● **ASSIGNMENT**: Answer with only the number of lines below where "canopy" appears.

● **MATERIAL TO PROCESS**:
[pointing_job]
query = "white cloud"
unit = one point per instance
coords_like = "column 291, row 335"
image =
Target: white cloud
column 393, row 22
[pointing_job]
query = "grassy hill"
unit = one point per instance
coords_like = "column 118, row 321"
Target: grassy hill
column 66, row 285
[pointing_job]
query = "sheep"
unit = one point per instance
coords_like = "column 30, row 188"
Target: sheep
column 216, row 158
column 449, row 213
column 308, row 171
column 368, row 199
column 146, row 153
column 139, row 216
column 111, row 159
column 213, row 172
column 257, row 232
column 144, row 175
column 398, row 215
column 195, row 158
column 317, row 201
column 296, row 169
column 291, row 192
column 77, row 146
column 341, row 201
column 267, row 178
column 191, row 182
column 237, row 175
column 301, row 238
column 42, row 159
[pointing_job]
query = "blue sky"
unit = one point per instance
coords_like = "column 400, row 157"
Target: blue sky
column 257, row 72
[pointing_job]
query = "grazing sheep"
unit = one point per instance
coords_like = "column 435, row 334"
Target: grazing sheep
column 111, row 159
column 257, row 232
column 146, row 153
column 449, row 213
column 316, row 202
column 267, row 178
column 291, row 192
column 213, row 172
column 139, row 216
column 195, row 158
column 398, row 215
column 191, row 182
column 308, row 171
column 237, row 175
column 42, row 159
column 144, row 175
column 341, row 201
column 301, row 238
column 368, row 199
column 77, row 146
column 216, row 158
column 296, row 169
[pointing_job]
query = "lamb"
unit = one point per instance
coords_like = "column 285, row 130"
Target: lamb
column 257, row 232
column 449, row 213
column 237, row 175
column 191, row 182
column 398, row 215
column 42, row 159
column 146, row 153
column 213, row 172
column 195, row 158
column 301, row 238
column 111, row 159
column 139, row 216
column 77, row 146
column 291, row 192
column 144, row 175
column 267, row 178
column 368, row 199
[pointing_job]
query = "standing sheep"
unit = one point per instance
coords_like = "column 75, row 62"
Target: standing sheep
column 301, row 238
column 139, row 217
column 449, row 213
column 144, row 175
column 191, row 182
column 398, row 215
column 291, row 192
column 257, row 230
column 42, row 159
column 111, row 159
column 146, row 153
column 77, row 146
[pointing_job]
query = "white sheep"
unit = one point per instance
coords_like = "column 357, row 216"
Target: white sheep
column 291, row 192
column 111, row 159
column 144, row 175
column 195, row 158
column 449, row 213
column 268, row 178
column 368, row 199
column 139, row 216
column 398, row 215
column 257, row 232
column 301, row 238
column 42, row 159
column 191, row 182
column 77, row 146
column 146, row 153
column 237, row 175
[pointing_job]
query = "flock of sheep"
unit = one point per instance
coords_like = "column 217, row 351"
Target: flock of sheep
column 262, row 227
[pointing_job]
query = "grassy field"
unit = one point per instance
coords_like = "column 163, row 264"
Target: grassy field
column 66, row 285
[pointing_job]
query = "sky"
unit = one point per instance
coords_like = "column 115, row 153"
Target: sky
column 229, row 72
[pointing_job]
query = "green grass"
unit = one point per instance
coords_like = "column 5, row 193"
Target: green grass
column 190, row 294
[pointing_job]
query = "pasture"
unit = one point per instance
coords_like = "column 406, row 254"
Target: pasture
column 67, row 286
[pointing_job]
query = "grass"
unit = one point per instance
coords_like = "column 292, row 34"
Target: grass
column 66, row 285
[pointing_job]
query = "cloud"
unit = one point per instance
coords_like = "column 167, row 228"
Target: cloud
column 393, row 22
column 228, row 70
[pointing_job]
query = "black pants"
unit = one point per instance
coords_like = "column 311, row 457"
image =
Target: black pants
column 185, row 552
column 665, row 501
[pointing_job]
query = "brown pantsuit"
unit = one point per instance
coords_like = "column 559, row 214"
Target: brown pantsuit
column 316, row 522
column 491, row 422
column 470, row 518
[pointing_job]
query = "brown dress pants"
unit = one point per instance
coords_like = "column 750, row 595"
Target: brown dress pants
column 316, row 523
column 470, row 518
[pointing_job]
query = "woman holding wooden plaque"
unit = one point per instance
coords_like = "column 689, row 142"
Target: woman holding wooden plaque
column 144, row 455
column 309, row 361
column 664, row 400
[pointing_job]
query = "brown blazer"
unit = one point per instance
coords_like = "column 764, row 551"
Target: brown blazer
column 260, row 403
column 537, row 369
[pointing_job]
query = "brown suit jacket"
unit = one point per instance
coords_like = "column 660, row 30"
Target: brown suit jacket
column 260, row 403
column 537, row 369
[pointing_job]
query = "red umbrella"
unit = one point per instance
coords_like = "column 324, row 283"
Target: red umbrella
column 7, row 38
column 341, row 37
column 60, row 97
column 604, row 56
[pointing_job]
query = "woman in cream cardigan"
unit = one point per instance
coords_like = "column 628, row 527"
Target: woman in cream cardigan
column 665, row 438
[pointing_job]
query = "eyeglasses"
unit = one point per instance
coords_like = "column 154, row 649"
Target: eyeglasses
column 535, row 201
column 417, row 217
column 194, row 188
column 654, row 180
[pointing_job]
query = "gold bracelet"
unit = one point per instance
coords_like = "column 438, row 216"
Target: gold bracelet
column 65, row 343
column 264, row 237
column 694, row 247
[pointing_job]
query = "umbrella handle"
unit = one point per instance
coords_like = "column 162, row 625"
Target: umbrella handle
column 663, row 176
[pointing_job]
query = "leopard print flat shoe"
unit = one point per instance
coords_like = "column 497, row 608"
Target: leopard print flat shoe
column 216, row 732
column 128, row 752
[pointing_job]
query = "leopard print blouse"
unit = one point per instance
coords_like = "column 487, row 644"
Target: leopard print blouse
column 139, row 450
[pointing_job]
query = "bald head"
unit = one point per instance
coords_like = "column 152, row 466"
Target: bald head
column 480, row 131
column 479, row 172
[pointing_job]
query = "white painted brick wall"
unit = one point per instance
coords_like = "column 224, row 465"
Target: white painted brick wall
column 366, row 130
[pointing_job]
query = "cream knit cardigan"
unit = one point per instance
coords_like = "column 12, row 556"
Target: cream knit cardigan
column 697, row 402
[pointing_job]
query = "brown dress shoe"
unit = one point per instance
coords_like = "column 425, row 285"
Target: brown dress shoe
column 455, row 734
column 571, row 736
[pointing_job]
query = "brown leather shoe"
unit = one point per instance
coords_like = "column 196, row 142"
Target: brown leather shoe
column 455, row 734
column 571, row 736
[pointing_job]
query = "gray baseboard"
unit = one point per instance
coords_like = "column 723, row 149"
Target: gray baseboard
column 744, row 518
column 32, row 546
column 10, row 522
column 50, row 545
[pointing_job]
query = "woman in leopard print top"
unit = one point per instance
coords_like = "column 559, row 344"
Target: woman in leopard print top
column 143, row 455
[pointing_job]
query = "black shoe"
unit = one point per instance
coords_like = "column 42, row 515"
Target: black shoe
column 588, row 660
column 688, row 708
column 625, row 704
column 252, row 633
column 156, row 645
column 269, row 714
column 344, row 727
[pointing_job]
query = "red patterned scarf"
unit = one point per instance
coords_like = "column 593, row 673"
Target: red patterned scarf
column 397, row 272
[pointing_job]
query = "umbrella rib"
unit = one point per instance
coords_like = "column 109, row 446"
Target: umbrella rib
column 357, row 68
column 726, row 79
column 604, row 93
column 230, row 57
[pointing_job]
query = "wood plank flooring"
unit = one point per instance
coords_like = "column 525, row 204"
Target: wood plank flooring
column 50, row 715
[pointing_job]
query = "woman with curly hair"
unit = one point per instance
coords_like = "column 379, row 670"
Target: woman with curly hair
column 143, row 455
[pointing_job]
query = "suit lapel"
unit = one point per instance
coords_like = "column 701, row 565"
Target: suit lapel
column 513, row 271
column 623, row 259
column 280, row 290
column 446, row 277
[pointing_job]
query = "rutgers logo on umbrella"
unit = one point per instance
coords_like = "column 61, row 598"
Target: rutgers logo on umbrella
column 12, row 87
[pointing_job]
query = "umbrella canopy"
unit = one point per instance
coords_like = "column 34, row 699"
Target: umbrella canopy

● **EXPECTED OUTPUT**: 2